_Instructions to follow:_ Starting at the beginning of the material and ending with the line that contains "point(279, 129)", rewrite it with "chair seat" replaced by "bench seat" and nothing else changed. Leave the pictures out of your answer.

***

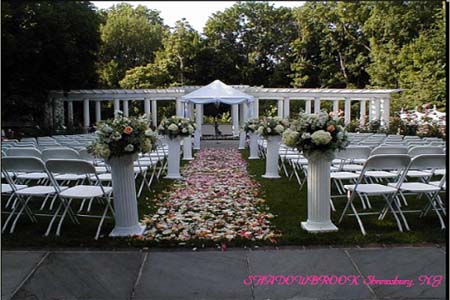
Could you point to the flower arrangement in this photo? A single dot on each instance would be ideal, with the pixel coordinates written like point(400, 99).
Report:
point(312, 133)
point(272, 126)
point(176, 126)
point(251, 125)
point(122, 135)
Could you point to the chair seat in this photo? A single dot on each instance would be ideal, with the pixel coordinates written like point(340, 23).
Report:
point(436, 183)
point(380, 174)
point(415, 173)
point(102, 177)
point(85, 191)
point(39, 190)
point(343, 175)
point(417, 187)
point(6, 188)
point(352, 167)
point(69, 177)
point(371, 189)
point(32, 176)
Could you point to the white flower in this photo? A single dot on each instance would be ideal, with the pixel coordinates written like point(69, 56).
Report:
point(321, 137)
point(173, 127)
point(149, 132)
point(129, 148)
point(279, 129)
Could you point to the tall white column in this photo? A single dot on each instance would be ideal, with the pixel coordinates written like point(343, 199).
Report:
point(116, 105)
point(147, 109)
point(316, 105)
point(86, 116)
point(154, 113)
point(70, 113)
point(179, 108)
point(235, 117)
point(336, 107)
point(377, 109)
point(347, 111)
point(242, 118)
point(386, 111)
point(280, 108)
point(371, 109)
point(256, 108)
point(198, 121)
point(362, 113)
point(125, 108)
point(308, 106)
point(287, 108)
point(98, 111)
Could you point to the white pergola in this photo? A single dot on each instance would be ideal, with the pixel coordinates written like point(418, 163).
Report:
point(378, 101)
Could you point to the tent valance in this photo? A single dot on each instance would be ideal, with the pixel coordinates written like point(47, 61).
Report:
point(217, 92)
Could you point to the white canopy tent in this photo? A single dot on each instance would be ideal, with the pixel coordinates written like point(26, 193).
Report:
point(219, 92)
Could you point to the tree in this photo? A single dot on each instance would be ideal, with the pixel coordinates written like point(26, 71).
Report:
point(175, 63)
point(331, 50)
point(130, 37)
point(250, 43)
point(46, 45)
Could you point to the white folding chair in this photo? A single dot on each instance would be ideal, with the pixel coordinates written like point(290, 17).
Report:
point(81, 191)
point(431, 191)
point(24, 194)
point(388, 193)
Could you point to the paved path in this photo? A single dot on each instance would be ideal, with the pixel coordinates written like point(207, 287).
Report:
point(185, 275)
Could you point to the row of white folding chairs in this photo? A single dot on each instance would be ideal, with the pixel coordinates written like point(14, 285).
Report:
point(22, 194)
point(392, 191)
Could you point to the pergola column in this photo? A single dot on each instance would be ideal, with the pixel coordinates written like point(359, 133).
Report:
point(98, 111)
point(347, 111)
point(316, 105)
point(86, 116)
point(70, 113)
point(336, 107)
point(385, 107)
point(198, 121)
point(125, 108)
point(362, 113)
point(235, 117)
point(147, 109)
point(256, 108)
point(308, 106)
point(280, 108)
point(154, 113)
point(287, 109)
point(116, 105)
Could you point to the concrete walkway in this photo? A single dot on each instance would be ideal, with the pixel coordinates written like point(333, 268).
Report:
point(230, 275)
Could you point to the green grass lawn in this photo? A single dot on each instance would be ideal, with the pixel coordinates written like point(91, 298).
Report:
point(283, 197)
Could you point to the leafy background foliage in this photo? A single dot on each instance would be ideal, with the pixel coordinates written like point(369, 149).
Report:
point(364, 44)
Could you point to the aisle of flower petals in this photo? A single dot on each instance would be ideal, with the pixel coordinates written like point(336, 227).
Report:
point(218, 201)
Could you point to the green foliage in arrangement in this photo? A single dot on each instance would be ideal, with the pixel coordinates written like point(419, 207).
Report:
point(121, 135)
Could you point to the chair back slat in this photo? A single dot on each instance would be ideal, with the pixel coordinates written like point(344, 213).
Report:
point(70, 166)
point(23, 164)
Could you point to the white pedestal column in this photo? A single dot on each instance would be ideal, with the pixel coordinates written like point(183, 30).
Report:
point(173, 160)
point(273, 146)
point(187, 148)
point(125, 204)
point(242, 137)
point(319, 219)
point(86, 114)
point(253, 146)
point(98, 111)
point(125, 108)
point(147, 109)
point(235, 117)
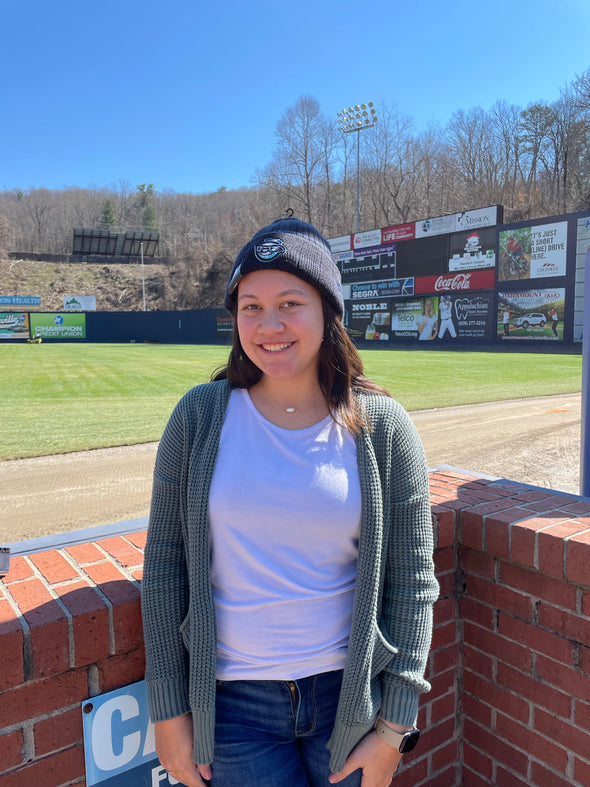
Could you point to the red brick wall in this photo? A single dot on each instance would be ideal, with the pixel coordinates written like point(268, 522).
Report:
point(509, 665)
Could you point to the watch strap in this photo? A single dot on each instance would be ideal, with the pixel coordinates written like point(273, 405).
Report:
point(402, 741)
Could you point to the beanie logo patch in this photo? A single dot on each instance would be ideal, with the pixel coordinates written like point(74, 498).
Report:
point(269, 249)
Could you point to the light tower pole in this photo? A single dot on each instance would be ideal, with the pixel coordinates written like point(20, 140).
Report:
point(355, 119)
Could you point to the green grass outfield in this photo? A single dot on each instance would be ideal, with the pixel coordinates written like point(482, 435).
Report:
point(56, 398)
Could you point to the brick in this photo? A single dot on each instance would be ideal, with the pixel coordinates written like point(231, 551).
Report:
point(497, 537)
point(580, 507)
point(544, 776)
point(473, 610)
point(562, 732)
point(39, 697)
point(552, 547)
point(477, 563)
point(477, 761)
point(547, 751)
point(572, 626)
point(444, 611)
point(444, 635)
point(498, 749)
point(577, 553)
point(470, 779)
point(494, 645)
point(507, 779)
point(11, 647)
point(536, 639)
point(138, 539)
point(444, 560)
point(538, 585)
point(551, 503)
point(48, 625)
point(582, 715)
point(496, 697)
point(445, 658)
point(532, 495)
point(523, 539)
point(20, 568)
point(125, 599)
point(581, 771)
point(52, 771)
point(443, 683)
point(90, 622)
point(85, 553)
point(499, 597)
point(472, 530)
point(446, 582)
point(535, 691)
point(478, 662)
point(58, 732)
point(411, 774)
point(444, 527)
point(476, 710)
point(120, 670)
point(447, 755)
point(122, 550)
point(565, 678)
point(510, 516)
point(54, 567)
point(11, 749)
point(442, 708)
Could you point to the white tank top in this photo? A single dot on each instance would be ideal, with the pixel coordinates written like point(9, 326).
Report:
point(284, 510)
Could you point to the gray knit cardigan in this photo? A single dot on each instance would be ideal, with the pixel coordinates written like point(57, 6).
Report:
point(395, 586)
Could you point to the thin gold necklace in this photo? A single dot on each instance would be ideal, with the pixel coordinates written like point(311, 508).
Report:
point(290, 409)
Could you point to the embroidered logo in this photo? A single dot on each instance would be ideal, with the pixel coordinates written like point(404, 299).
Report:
point(269, 249)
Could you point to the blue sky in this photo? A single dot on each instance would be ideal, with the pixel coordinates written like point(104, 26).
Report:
point(187, 96)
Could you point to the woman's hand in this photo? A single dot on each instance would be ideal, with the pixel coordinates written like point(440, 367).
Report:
point(378, 760)
point(174, 744)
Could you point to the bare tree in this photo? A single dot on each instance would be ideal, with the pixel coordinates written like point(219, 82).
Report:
point(301, 160)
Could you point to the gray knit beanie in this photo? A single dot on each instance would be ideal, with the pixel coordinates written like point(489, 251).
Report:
point(295, 247)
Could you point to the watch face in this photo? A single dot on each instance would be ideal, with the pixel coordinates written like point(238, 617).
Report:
point(409, 741)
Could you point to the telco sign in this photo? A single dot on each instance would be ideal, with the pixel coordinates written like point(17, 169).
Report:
point(119, 745)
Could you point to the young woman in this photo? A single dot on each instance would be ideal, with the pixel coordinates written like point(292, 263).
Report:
point(288, 581)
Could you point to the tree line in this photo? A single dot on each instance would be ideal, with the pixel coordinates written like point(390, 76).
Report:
point(534, 160)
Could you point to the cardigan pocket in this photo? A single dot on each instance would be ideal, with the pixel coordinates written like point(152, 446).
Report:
point(383, 652)
point(185, 631)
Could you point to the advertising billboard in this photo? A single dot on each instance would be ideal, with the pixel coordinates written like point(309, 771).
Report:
point(14, 325)
point(534, 252)
point(382, 289)
point(472, 249)
point(452, 282)
point(69, 325)
point(415, 318)
point(119, 743)
point(21, 301)
point(79, 303)
point(370, 320)
point(469, 315)
point(531, 314)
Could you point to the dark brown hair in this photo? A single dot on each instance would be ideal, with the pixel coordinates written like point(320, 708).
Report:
point(340, 371)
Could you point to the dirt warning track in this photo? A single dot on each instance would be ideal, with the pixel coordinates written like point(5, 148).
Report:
point(534, 441)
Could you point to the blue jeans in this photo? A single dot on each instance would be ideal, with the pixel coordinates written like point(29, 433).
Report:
point(273, 733)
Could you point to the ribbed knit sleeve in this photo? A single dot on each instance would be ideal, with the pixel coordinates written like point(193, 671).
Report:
point(165, 595)
point(409, 587)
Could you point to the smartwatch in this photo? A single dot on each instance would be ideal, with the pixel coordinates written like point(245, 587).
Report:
point(403, 742)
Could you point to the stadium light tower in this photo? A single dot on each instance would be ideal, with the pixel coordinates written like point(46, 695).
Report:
point(355, 119)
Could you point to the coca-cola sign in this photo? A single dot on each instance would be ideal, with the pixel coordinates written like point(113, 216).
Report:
point(453, 282)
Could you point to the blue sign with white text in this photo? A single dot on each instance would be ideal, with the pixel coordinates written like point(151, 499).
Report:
point(119, 745)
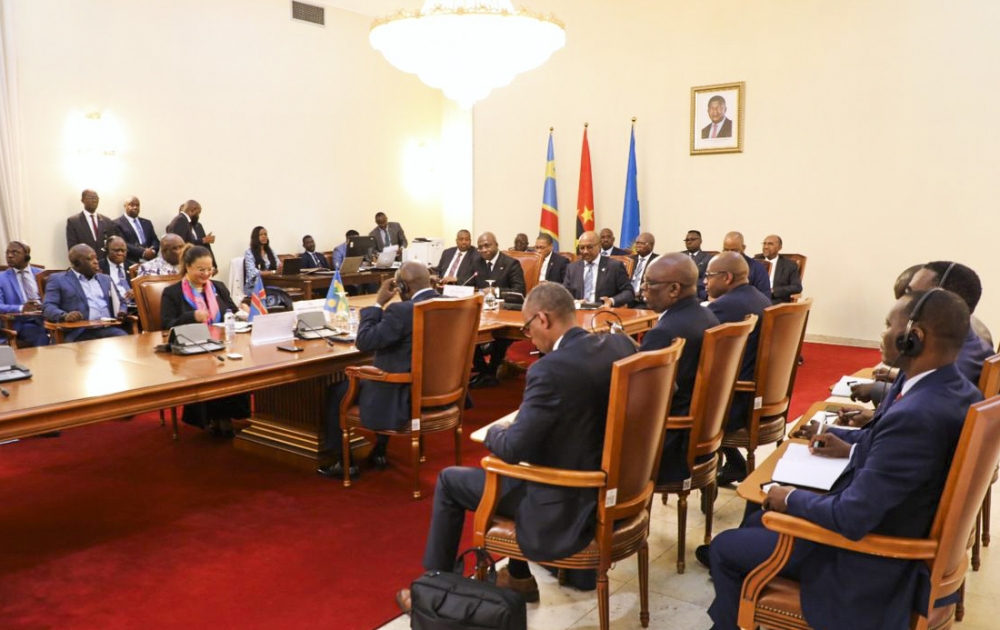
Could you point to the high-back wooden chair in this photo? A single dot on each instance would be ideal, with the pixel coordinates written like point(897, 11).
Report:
point(778, 348)
point(627, 261)
point(438, 377)
point(148, 293)
point(641, 388)
point(531, 264)
point(719, 365)
point(989, 385)
point(774, 602)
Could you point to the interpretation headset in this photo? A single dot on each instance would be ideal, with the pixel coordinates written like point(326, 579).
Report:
point(908, 343)
point(27, 250)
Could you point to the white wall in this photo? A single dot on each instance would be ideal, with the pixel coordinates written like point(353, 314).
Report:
point(263, 119)
point(869, 137)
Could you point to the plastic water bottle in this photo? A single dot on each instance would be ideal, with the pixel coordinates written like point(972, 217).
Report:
point(353, 322)
point(230, 321)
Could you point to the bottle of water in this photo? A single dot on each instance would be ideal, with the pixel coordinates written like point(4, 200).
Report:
point(230, 322)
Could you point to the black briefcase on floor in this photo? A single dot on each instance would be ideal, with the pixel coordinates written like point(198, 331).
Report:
point(449, 601)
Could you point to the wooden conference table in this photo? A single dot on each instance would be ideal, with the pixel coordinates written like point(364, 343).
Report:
point(81, 383)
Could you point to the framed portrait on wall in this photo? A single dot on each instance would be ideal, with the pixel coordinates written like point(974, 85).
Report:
point(717, 118)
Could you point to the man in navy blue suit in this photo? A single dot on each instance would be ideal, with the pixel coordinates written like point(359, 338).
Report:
point(561, 424)
point(732, 300)
point(671, 289)
point(597, 278)
point(892, 485)
point(387, 331)
point(82, 293)
point(757, 273)
point(140, 237)
point(19, 296)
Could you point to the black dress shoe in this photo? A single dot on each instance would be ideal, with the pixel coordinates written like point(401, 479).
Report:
point(378, 461)
point(336, 471)
point(703, 556)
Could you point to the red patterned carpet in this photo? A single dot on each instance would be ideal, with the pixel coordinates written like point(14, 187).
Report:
point(117, 526)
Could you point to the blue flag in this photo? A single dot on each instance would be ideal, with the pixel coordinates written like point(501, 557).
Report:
point(258, 299)
point(630, 215)
point(336, 297)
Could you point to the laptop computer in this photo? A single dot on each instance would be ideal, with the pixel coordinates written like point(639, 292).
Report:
point(291, 267)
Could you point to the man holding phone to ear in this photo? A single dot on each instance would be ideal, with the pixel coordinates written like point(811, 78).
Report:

***

_Task solution:_
Could you point to the flower arrangement in this photo? A single dot on each instance would be ideal, with the pixel coordinates written like point(400, 99).
Report:
point(312, 133)
point(272, 126)
point(176, 126)
point(251, 125)
point(122, 135)
Could you point to the bench seat in this photo? A single dot on each instance would be ideal, with the pixel coordinates written like point(340, 23).
Report:
point(436, 183)
point(380, 174)
point(415, 173)
point(102, 177)
point(85, 191)
point(39, 190)
point(343, 175)
point(417, 187)
point(6, 188)
point(352, 167)
point(69, 177)
point(371, 189)
point(32, 176)
Could you point to the white flower in this photo? A single dot on each instance would be ideal, with the pixel coordinates written like point(69, 56).
Report:
point(321, 137)
point(173, 127)
point(149, 132)
point(129, 148)
point(279, 129)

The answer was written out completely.